***** Reading passage

TV Ad Revenues To See Sharp 40% Decline in 2Q, Moderating Drops Through 2020

Second-quarter TV advertising dollars for the April through June period could see a massive 40% decline in business, with lesser drops in the proceeding quarterly periods, according to one media analyst.

Bernstein Research estimates a “base case” scenario -- one where first-quarter 2020 will see a 10% decline in TV advertising, a 40% drop in the second quarter, a 15% pullback in the third quarter, and a 5% loss in the fourth quarter.

Todd Juenger, media analyst at Bernstein Research, says 2021 could see a 75% recovery of the TV advertising dollars lost in 2020. In a worse-case scenario, 2021 would only recover 20% of 2020’s decline in TV advertising dollars “given a prolonged recovery scenario as well as accelerated cord-cutting.”

“The underlying assumption is that advertisers will learn to live without TV and replace with more efficient/effective methods -- mostly digital. Much like what happened to print media in the last U.S. recession.”



Cord-cutting will accelerate in second and third quarters due to COVID-19 issues with consumers who are under pressure to cut costs. Juenger says this is will be “primarily driven from no sports” programming, which will lead to many cancellations at virtual pay TV distributors of networks.

**********
***** Records shown

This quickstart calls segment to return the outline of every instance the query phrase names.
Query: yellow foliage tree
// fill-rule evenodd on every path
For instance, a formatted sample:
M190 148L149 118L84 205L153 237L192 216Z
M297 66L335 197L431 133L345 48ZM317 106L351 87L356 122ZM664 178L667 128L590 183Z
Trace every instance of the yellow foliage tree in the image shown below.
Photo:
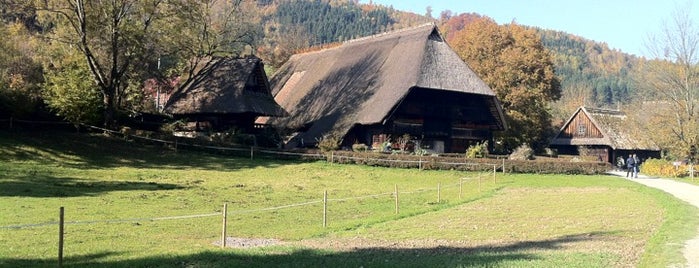
M561 90L536 32L486 17L454 33L451 45L503 105L510 128L496 137L502 149L522 144L543 149L553 131L549 103L560 98Z

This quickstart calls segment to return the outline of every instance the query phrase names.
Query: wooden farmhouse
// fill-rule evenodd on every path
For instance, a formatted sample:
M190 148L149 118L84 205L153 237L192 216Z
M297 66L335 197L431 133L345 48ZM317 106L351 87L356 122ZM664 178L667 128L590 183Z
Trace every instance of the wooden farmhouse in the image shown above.
M290 115L267 123L296 132L287 147L326 134L347 147L409 134L434 152L463 153L506 127L495 93L432 24L294 55L270 83Z
M627 122L618 110L580 107L551 141L559 154L585 154L615 163L629 154L641 159L660 158L660 148L647 135Z
M187 121L187 131L251 131L258 116L287 115L271 95L259 58L218 58L202 72L173 92L163 108L174 119Z

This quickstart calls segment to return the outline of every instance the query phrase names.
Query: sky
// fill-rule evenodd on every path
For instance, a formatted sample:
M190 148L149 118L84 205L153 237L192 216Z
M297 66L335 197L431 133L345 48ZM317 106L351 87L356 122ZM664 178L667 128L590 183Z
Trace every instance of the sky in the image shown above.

**********

**Exercise objective:**
Carry on the article about the forecast decline in TV ad revenue from its final sentence.

**Response area:**
The best-case scenario is that a 50% loss in business will be regained in the fourth quarter, when sports and the economy overall recover. The worst-case scenario is that the pay TV marketplace continues to decline with a 2021 recession causing cord-cutting to fall at annual rate of 9%.

“We have learned that COVID-19 is most dangerous to the population of people who are older and have preexisting underlying medical conditions. We believe that analogy also applies to media stocks.”

He adds: “Shareholders of stocks like Viacom, Discovery, and AMC Networks own underlying assets that rely almost entirely on an old business model with both severe adverse structural forces and cyclical risk, as well as the preexisting condition of overly extended balance sheets.”